◆ 所示文本 ◆
•••
LightGBM+gridsearchcv调参

LightGBM+gridsearchcv调参

本人最近在项目中用到的LightGBM比较多,总结下在使用LightGBM时的调参经验,也希望能够抛砖引玉,多学习学习大家在工作中的经验。

一 LightGBM核心参数

二 gridsearchcv工作机制

GridSearchCV的名字其实可以拆分为两部分,GridSearch和CV,即网格搜索和交叉验证。

这两个概念都比较好理解,网格搜索,搜索的是参数,即在指定的参数范围内,按步长依次调整参数,利用调整的参数训练学习器,从所有的参数中找到在验证集上精度最高的参数,这其实是一个循环和比较的过程。

GridSearchCV可以保证在指定的参数范围内找到精度最高的参数,但是这也是网格搜索的缺陷所在,它要求遍历所有可能参数的组合,在面对大数据集和多参数的情况下,非常耗时。

交叉验证的概念也很简单:

  • 将训练数据集划分为K份,K一般为10(我个人取3到5比较多) ;
  • 依次取其中一份为验证集,其余为训练集训练分类器,测试分类器在验证集上的精度 ;
  • 取K次实验的平均精度为该分类器的平均精度。

参数名称及含义如下:

三 使用gridsearchcv对lightgbm调参

对于基于决策树的模型,调参的方法都是大同小异。一般都需要如下步骤:

  1. 首先选择较高的学习率,大概0.1附近,这样是为了加快收敛的速度。这对于调参是很有必要的。
  2. 对决策树基本参数调参
  3. 正则化参数调参
  4. 最后降低学习率,这里是为了最后提高准确率

下面我们以具体的案例来操作一把,手头上正好有个根据用户的浏览行为,预测其下单概率的项目。首先,我们需要设置一些默认参数,可以用以往项目中的参数,也可以直接使用lightGBM的默认参数。

本人一般使用的默认参数如下:

                         objective = 'binary',
                         is_unbalance = True,
                         metric = 'binary_logloss,auc',
                         max_depth = 6,
                         num_leaves = 40,
                         learning_rate = 0.1,
                         feature_fraction = 0.7,
                         min_child_samples=21,
                         min_child_weight=0.001,
                         bagging_fraction = 1,
                         bagging_freq = 2,
                         reg_alpha = 0.001,
                         reg_lambda = 8,
                         cat_smooth = 0,
                         num_iterations = 200,   

开始时,需要把学习率和迭代次数调整到一个比较大的值。本人一般刚开始时设置learning_rate=0.1,num_iterations = 200。
•••
(取自某一合集的条目)
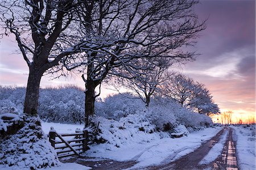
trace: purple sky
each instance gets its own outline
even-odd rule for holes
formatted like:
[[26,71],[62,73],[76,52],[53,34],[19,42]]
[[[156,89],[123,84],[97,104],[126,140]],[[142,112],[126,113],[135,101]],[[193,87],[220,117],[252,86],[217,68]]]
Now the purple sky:
[[[201,55],[180,71],[206,85],[222,110],[237,113],[255,113],[255,1],[201,1],[196,13],[208,18],[193,50]],[[28,68],[13,38],[0,43],[0,84],[26,86]],[[81,78],[49,81],[42,86],[75,84],[84,87]],[[105,90],[103,95],[112,93]]]

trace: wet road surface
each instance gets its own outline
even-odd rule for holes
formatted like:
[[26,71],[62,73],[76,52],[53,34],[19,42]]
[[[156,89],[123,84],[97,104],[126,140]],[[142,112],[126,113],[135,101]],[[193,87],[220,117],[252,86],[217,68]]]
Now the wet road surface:
[[[224,131],[229,131],[228,137],[225,142],[222,154],[216,160],[208,165],[199,165],[199,162],[220,139],[220,136]],[[236,156],[236,142],[232,138],[233,129],[225,127],[214,136],[204,142],[193,152],[188,154],[174,161],[157,166],[144,168],[143,169],[214,169],[238,170]],[[119,162],[109,159],[97,159],[91,157],[75,157],[62,162],[75,162],[93,168],[93,169],[124,169],[135,165],[135,161]]]

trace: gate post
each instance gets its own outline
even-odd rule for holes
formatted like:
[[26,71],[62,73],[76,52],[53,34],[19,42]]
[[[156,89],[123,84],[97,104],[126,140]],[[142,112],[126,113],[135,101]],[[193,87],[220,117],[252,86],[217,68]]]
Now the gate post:
[[82,140],[82,151],[85,152],[88,150],[88,132],[85,129],[82,130],[82,138],[84,139]]
[[55,137],[56,131],[53,127],[51,127],[51,130],[49,132],[49,142],[53,148],[55,148]]

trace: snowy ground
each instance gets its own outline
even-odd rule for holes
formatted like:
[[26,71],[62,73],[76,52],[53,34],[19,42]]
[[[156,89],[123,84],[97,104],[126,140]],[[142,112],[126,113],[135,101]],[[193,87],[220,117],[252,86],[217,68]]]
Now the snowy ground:
[[237,140],[237,154],[241,169],[254,170],[255,166],[255,126],[232,126],[236,133],[233,139]]
[[[42,123],[43,130],[47,134],[52,126],[59,132],[74,132],[83,125]],[[180,138],[156,138],[149,142],[134,140],[125,146],[111,147],[109,144],[94,146],[86,154],[86,156],[110,159],[119,161],[135,160],[138,162],[132,168],[157,165],[176,160],[198,148],[201,143],[214,136],[222,128],[207,128]],[[146,140],[145,140],[146,141]],[[125,154],[123,154],[125,153]]]
[[214,161],[218,155],[221,154],[225,142],[226,140],[228,131],[226,131],[220,136],[221,139],[217,143],[214,144],[213,147],[209,151],[208,154],[204,157],[204,159],[199,163],[200,164],[209,164],[211,162]]
[[[71,170],[71,169],[79,169],[79,170],[88,170],[91,169],[90,167],[85,167],[76,163],[60,163],[60,166],[57,167],[52,167],[48,168],[43,169],[44,170]],[[11,167],[9,168],[1,167],[0,165],[0,169],[1,170],[20,170],[20,168],[17,167]],[[25,170],[25,169],[23,169]]]
[[[49,132],[51,127],[53,127],[59,133],[71,133],[75,132],[76,128],[82,129],[84,125],[42,122],[42,128],[45,134]],[[243,126],[232,126],[232,128],[234,129],[234,140],[237,141],[238,163],[240,168],[241,169],[255,169],[254,126],[246,128]],[[85,155],[96,159],[109,159],[118,161],[136,161],[138,163],[130,169],[141,169],[150,165],[167,163],[192,152],[199,147],[202,142],[210,139],[221,129],[222,127],[220,127],[207,128],[202,131],[190,133],[187,136],[175,139],[167,138],[166,135],[159,135],[157,132],[150,134],[145,132],[143,136],[148,138],[146,140],[134,139],[131,142],[126,143],[125,145],[121,145],[119,147],[114,146],[110,147],[110,145],[113,144],[109,143],[95,145],[91,147]],[[219,142],[213,146],[202,160],[201,164],[212,162],[220,154],[227,133],[225,132],[221,136]],[[138,136],[134,137],[136,138]],[[149,140],[150,138],[152,138],[152,140]],[[0,167],[0,169],[2,169]],[[90,168],[76,163],[61,163],[59,167],[46,169]],[[15,169],[15,167],[3,169]]]

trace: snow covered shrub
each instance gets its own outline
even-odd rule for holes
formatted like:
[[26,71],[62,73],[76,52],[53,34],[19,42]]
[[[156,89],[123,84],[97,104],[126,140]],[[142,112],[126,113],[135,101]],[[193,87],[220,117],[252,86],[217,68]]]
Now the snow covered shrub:
[[146,114],[151,123],[155,125],[159,130],[171,131],[176,126],[176,118],[170,111],[169,107],[154,105],[147,110]]
[[89,144],[106,144],[111,150],[125,147],[128,143],[148,142],[169,136],[167,133],[155,132],[155,126],[143,114],[130,114],[119,121],[93,117],[90,121],[90,126],[87,128],[92,142]]
[[23,126],[23,120],[18,114],[5,113],[0,115],[0,138],[15,133]]
[[50,122],[82,123],[85,94],[76,86],[40,89],[38,113]]
[[42,130],[40,119],[22,115],[24,126],[1,139],[0,165],[16,169],[51,167],[59,163],[54,148]]
[[[126,117],[129,114],[139,114],[145,109],[144,103],[138,98],[129,93],[118,94],[108,96],[104,101],[104,110],[105,117],[115,120]],[[96,108],[97,110],[97,108]],[[100,112],[100,110],[96,111]]]
[[174,129],[174,132],[171,134],[172,136],[187,136],[189,132],[183,125],[179,125]]
[[8,99],[0,100],[0,114],[10,113],[18,114],[21,110],[17,109],[17,106]]

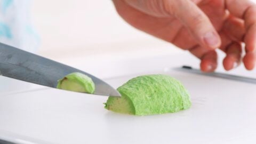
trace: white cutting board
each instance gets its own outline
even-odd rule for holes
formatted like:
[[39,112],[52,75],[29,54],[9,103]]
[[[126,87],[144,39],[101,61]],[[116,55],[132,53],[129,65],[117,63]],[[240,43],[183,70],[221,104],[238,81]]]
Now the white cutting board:
[[[171,69],[145,74],[154,73],[181,81],[191,95],[191,108],[159,115],[124,115],[103,108],[106,97],[47,88],[1,96],[0,135],[53,143],[256,142],[255,85]],[[141,74],[105,80],[117,87]]]

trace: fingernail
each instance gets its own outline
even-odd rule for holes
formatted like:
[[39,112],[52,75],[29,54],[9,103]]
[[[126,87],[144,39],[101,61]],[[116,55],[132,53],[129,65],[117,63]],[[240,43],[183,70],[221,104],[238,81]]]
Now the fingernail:
[[213,48],[217,48],[220,43],[218,36],[213,32],[207,33],[204,35],[204,40],[208,46]]
[[206,67],[207,71],[211,71],[213,68],[213,66],[212,65],[208,65]]
[[233,68],[235,68],[238,67],[238,63],[237,62],[234,62]]

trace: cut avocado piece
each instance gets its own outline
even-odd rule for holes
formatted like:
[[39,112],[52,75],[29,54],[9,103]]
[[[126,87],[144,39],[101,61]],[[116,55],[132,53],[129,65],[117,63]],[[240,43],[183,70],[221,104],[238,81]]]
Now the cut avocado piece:
[[189,108],[189,94],[182,84],[169,76],[151,75],[129,80],[117,90],[121,98],[109,97],[105,108],[135,115],[175,113]]
[[79,73],[73,73],[59,80],[57,88],[74,92],[93,93],[95,85],[92,79],[87,76]]

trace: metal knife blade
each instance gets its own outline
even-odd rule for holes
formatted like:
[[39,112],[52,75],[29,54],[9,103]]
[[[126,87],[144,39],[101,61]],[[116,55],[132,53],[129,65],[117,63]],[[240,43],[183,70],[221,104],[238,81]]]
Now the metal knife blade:
[[0,73],[4,76],[56,88],[58,80],[74,72],[92,79],[95,85],[94,94],[121,96],[110,85],[90,74],[0,43]]
[[227,74],[220,73],[217,73],[217,72],[210,73],[203,73],[200,70],[194,69],[190,66],[183,66],[181,67],[175,68],[174,68],[174,69],[176,70],[179,70],[179,71],[189,73],[193,73],[193,74],[195,74],[197,75],[221,78],[224,78],[224,79],[229,79],[232,81],[239,81],[239,82],[252,83],[254,84],[256,84],[255,78],[244,77],[244,76],[236,76],[236,75],[230,75],[230,74]]

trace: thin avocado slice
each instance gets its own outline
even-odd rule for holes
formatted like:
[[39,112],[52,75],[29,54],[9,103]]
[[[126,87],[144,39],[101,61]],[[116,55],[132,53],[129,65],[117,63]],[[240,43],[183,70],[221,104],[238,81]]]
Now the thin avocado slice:
[[73,73],[59,80],[57,88],[75,92],[93,93],[95,91],[95,85],[92,79],[87,76],[79,73]]
[[148,115],[175,113],[191,106],[189,94],[183,85],[167,75],[139,76],[117,90],[122,97],[109,97],[106,109],[119,113]]

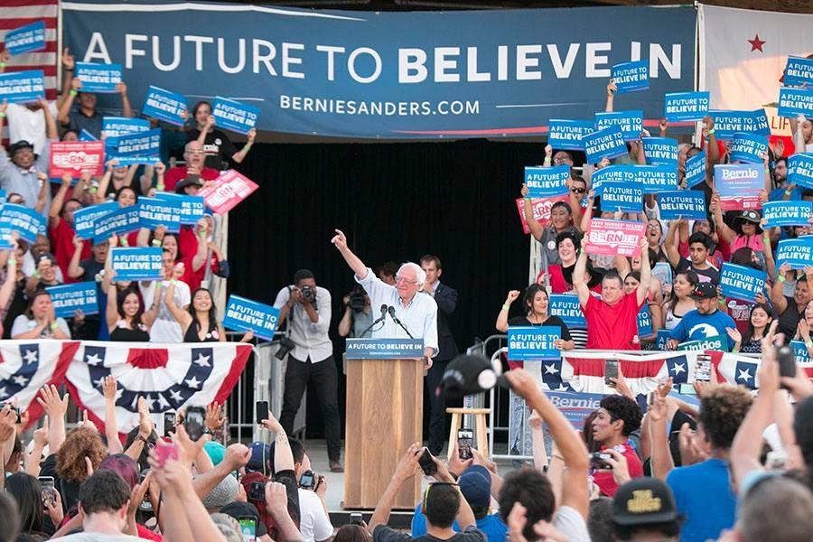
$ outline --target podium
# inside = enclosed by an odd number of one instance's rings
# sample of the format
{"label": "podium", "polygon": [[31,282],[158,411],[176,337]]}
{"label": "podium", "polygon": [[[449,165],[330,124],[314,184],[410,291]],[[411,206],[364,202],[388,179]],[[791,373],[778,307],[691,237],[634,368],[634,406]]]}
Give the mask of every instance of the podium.
{"label": "podium", "polygon": [[[422,442],[420,339],[349,339],[344,508],[374,509],[410,444]],[[394,509],[414,509],[421,477],[401,487]]]}

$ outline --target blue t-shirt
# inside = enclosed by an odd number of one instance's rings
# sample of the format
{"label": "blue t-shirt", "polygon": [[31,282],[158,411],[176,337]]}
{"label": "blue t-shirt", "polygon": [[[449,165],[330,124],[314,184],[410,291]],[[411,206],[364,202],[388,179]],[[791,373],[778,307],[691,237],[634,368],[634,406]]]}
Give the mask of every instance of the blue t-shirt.
{"label": "blue t-shirt", "polygon": [[732,491],[728,464],[709,459],[688,467],[678,467],[667,475],[678,511],[686,520],[680,529],[682,542],[716,540],[724,528],[734,527],[737,497]]}
{"label": "blue t-shirt", "polygon": [[669,332],[669,339],[678,342],[687,341],[703,341],[715,335],[722,335],[728,341],[725,328],[736,328],[734,319],[717,309],[711,314],[701,314],[696,310],[686,313],[680,323]]}
{"label": "blue t-shirt", "polygon": [[[426,517],[421,513],[421,505],[418,503],[415,507],[415,515],[412,517],[412,537],[417,538],[426,534]],[[454,532],[462,532],[457,525],[457,520],[452,524]],[[477,528],[485,534],[489,542],[505,542],[506,535],[508,535],[508,527],[496,514],[489,514],[485,518],[477,520]]]}

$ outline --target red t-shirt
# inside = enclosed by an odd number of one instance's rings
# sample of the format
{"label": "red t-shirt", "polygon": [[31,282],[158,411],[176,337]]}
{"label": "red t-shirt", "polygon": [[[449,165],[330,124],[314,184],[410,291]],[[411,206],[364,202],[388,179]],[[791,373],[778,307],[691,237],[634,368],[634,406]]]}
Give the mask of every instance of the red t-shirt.
{"label": "red t-shirt", "polygon": [[[218,170],[210,167],[204,167],[201,170],[201,178],[204,181],[214,181],[220,174]],[[175,192],[175,186],[182,180],[186,179],[186,175],[185,165],[169,168],[164,175],[164,192]]]}
{"label": "red t-shirt", "polygon": [[[53,256],[57,258],[60,269],[62,270],[65,284],[77,282],[75,278],[68,276],[68,267],[70,266],[70,258],[73,257],[73,238],[76,236],[76,230],[70,224],[60,218],[56,228],[48,227],[48,234],[51,237]],[[81,259],[89,259],[90,257],[90,242],[84,241],[83,245]]]}
{"label": "red t-shirt", "polygon": [[587,321],[587,348],[598,350],[640,350],[633,341],[638,335],[638,303],[635,292],[627,294],[612,306],[591,295],[582,313]]}

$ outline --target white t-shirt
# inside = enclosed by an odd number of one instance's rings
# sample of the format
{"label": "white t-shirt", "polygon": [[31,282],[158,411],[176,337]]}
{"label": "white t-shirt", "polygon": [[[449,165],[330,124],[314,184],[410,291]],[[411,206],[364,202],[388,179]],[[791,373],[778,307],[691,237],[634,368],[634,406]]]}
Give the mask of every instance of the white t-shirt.
{"label": "white t-shirt", "polygon": [[321,542],[333,536],[333,526],[319,495],[299,488],[299,530],[304,542]]}

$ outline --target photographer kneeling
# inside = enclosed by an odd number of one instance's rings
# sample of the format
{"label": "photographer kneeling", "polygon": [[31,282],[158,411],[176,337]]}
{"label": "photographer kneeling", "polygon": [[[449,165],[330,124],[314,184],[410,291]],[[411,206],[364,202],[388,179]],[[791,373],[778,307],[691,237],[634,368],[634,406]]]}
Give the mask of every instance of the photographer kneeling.
{"label": "photographer kneeling", "polygon": [[274,306],[280,310],[277,327],[288,319],[288,336],[293,350],[285,369],[285,391],[279,422],[285,433],[294,432],[294,418],[302,395],[313,378],[319,406],[324,418],[331,471],[341,472],[341,429],[339,420],[339,371],[333,361],[333,345],[328,336],[331,325],[331,293],[316,285],[313,273],[300,269],[294,284],[282,288]]}

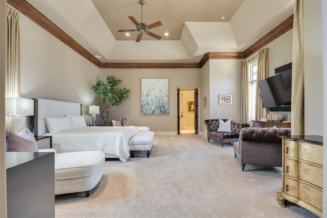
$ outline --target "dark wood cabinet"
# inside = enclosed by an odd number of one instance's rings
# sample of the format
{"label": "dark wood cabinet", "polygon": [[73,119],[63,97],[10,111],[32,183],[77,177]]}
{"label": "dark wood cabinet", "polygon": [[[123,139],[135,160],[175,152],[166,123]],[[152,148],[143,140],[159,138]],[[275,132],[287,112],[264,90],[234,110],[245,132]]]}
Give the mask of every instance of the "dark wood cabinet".
{"label": "dark wood cabinet", "polygon": [[252,120],[253,127],[276,127],[281,128],[291,128],[291,122],[277,122],[274,121],[257,121]]}

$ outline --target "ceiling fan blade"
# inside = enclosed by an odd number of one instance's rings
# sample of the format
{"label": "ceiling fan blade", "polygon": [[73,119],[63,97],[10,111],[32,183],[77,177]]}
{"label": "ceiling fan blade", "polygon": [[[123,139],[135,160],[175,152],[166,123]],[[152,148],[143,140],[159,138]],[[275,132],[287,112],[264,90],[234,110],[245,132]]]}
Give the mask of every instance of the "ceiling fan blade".
{"label": "ceiling fan blade", "polygon": [[154,34],[153,33],[152,33],[151,32],[149,32],[149,31],[147,32],[147,34],[149,35],[150,36],[153,37],[153,38],[155,38],[157,39],[160,39],[161,38],[161,36],[159,36],[159,35],[158,35],[157,34]]}
{"label": "ceiling fan blade", "polygon": [[150,29],[154,28],[155,27],[159,27],[159,26],[161,26],[162,23],[160,21],[156,21],[156,22],[154,22],[153,23],[151,23],[150,25],[148,25],[148,28],[150,30]]}
{"label": "ceiling fan blade", "polygon": [[136,30],[118,30],[118,32],[134,32],[137,31]]}
{"label": "ceiling fan blade", "polygon": [[137,35],[137,38],[136,38],[136,40],[135,41],[135,42],[138,42],[141,40],[141,37],[142,37],[143,34],[143,33],[139,33],[138,35]]}
{"label": "ceiling fan blade", "polygon": [[138,23],[138,22],[137,22],[136,21],[136,20],[134,18],[134,17],[128,17],[128,18],[132,20],[132,22],[133,22],[133,23],[134,23],[135,25],[135,26],[138,26],[139,25],[139,24]]}

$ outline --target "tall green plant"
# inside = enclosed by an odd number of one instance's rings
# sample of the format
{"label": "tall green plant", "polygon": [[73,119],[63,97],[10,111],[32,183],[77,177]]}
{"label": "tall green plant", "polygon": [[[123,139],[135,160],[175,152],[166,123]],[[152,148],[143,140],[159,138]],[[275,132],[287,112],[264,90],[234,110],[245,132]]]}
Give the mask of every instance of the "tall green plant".
{"label": "tall green plant", "polygon": [[91,89],[100,95],[102,105],[100,106],[100,116],[105,126],[108,126],[109,112],[113,106],[119,106],[128,99],[131,91],[125,87],[119,88],[122,80],[116,79],[114,76],[108,76],[106,81],[99,80],[95,85],[92,85]]}

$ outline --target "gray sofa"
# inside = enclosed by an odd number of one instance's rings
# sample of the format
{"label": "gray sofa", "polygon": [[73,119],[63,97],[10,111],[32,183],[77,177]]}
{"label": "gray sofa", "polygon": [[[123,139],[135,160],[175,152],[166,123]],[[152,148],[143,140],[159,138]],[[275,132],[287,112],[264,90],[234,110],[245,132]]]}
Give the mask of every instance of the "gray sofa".
{"label": "gray sofa", "polygon": [[291,134],[291,128],[243,128],[239,141],[234,142],[234,153],[244,171],[246,164],[282,166],[281,135]]}
{"label": "gray sofa", "polygon": [[[220,119],[206,119],[204,124],[206,126],[207,137],[208,142],[210,139],[214,140],[221,143],[222,147],[224,147],[224,143],[231,143],[238,141],[240,131],[242,128],[248,127],[249,125],[244,123],[230,120],[230,129],[231,132],[217,132],[219,128]],[[221,119],[226,122],[228,119]]]}

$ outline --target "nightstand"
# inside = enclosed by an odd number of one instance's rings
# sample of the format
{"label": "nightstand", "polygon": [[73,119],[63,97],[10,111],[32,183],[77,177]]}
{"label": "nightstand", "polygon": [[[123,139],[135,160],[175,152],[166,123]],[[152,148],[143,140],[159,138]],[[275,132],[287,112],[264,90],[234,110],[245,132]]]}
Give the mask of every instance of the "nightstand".
{"label": "nightstand", "polygon": [[52,136],[39,136],[35,137],[38,149],[52,148]]}

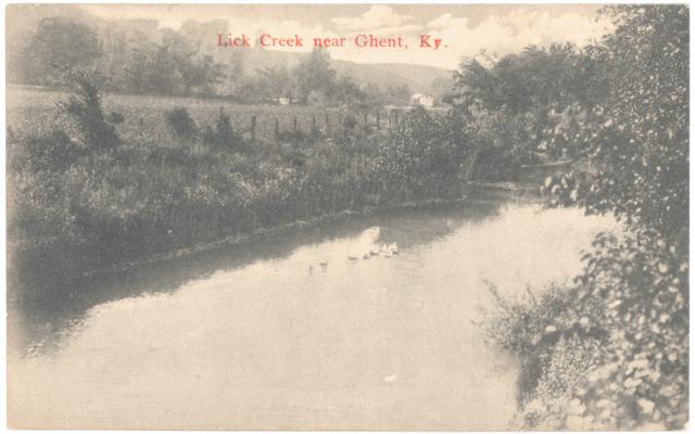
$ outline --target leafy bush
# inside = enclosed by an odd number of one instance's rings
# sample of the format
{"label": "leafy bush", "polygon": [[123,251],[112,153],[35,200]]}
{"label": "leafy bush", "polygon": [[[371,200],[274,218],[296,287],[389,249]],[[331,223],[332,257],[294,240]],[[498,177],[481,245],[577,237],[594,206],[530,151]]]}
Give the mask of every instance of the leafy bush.
{"label": "leafy bush", "polygon": [[85,73],[75,73],[71,78],[71,87],[73,95],[60,107],[76,124],[85,145],[92,149],[118,146],[121,139],[104,117],[93,78]]}
{"label": "leafy bush", "polygon": [[229,116],[223,107],[219,108],[215,125],[205,128],[203,142],[212,148],[231,151],[239,151],[243,144],[241,136],[235,132],[229,122]]}
{"label": "leafy bush", "polygon": [[195,122],[185,107],[164,112],[166,126],[175,137],[191,140],[198,133]]}
{"label": "leafy bush", "polygon": [[[579,323],[596,333],[564,336],[536,357],[538,368],[522,363],[523,375],[536,379],[521,403],[523,423],[682,429],[688,418],[688,11],[621,5],[603,13],[617,29],[592,55],[611,71],[610,92],[593,106],[578,102],[551,114],[555,125],[544,145],[570,150],[585,164],[549,177],[543,191],[552,205],[614,214],[624,233],[595,238],[583,272],[565,289],[571,303],[548,326],[566,333]],[[525,360],[526,336],[536,329],[518,318],[539,314],[533,306],[517,310],[493,330]]]}

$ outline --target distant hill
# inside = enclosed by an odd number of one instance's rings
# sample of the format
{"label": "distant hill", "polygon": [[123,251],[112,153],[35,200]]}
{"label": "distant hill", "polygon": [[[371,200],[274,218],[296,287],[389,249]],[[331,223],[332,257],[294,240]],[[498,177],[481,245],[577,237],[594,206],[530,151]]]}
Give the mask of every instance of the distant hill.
•••
◆ 问题陈述 ◆
在这篇LightGBM调参文章中,作者做交叉验证时个人一般把K取为多少? 列表与这篇LightGBM调参文章并无关联。

◆ 完成结果 ◆
3到5。